• EXERCISE
When you find the word "stone" in a line of the entries, please copy the whole line.

(Collected data)

* * * * * * * * *

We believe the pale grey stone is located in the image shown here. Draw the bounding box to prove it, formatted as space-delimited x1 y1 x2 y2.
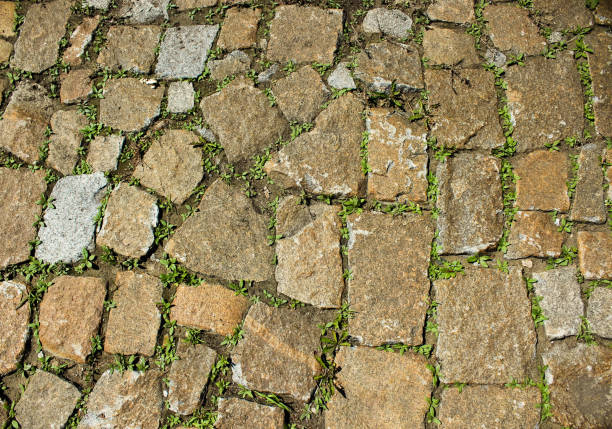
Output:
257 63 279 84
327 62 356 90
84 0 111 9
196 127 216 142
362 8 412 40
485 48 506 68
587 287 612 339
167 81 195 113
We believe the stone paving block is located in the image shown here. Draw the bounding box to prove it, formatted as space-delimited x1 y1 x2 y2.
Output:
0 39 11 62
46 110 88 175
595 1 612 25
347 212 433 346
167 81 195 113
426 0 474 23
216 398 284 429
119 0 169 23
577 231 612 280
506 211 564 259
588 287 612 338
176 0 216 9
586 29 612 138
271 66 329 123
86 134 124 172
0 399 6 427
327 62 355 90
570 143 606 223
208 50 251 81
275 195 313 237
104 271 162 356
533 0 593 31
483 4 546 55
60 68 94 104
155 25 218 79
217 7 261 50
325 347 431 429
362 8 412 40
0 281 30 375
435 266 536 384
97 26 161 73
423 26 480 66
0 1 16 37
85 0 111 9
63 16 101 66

* * * * * * * * *

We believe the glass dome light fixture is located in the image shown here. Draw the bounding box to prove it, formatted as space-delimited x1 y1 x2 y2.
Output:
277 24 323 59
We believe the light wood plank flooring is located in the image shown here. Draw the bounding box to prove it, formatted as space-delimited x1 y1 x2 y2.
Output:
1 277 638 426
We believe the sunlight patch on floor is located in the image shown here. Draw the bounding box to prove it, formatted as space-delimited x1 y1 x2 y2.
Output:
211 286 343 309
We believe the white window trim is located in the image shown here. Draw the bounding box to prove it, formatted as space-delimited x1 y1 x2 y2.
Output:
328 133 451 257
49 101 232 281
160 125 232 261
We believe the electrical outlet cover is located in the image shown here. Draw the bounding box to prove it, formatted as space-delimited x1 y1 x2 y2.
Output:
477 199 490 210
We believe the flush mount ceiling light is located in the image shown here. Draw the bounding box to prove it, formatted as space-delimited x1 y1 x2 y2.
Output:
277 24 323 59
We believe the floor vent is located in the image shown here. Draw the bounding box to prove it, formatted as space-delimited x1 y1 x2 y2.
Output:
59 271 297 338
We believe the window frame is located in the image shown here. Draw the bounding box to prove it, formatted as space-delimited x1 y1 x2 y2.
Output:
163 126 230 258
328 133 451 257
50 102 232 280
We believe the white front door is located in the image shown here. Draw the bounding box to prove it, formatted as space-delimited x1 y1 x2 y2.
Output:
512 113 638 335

* * * * * * * * *

• OUTPUT OF THE EXERCISE
We believe the pale grey stone is located in the image shown here. Draw the bounding box to prove it, formatted as space-delimited x1 y1 x2 y2.
We believe the stone paving block is located in the image shown here. Draw the bounding box to prove it, formatted as space-delimited x1 y1 x2 y2.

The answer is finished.